• [THE INPUT]:
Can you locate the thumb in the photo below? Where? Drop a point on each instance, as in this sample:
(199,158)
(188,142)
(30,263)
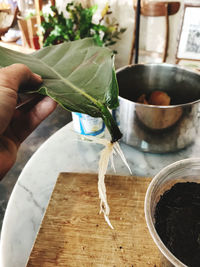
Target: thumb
(11,78)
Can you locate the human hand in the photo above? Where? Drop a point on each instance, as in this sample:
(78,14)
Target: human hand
(17,124)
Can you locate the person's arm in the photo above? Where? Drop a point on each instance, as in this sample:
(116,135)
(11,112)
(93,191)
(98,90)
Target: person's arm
(17,124)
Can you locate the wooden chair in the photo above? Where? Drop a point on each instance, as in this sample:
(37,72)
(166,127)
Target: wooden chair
(156,9)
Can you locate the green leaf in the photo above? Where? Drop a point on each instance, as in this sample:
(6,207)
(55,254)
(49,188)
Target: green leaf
(79,75)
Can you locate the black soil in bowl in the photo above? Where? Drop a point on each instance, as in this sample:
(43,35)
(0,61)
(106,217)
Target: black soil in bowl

• [WHAT IS EXPECTED]: Copy the whole listing above line for line, exactly as it stands, but leave out the pictures.

• [PROBLEM SOLUTION]:
Can you locate the thumb in the photo below? Where? Drop a point on each instance, as in this sample:
(199,158)
(188,142)
(30,263)
Target: thumb
(11,78)
Can you locate the human hand in the photo above? Where? Drop a point on each instance, as in this sample:
(78,14)
Target: human hand
(17,124)
Can you locate the person's arm in the photo above? Where? Drop a point on each instance, as in this sample:
(116,135)
(11,112)
(93,191)
(98,90)
Target: person's arm
(17,124)
Can you locate the wooden chair in the photo above? Where? Drop a point on each instance, as in this sample:
(37,72)
(166,127)
Target: wooden chair
(156,9)
Can you locate the green leaf in the photo above? Where? Drop a point on each instance, as in this sample:
(6,207)
(55,254)
(49,188)
Target: green leaf
(79,75)
Can you locate the black soil in bowl in the photo above? Where? Drop a point on each instance, as in this sample:
(43,35)
(0,61)
(106,217)
Target: black soil in bowl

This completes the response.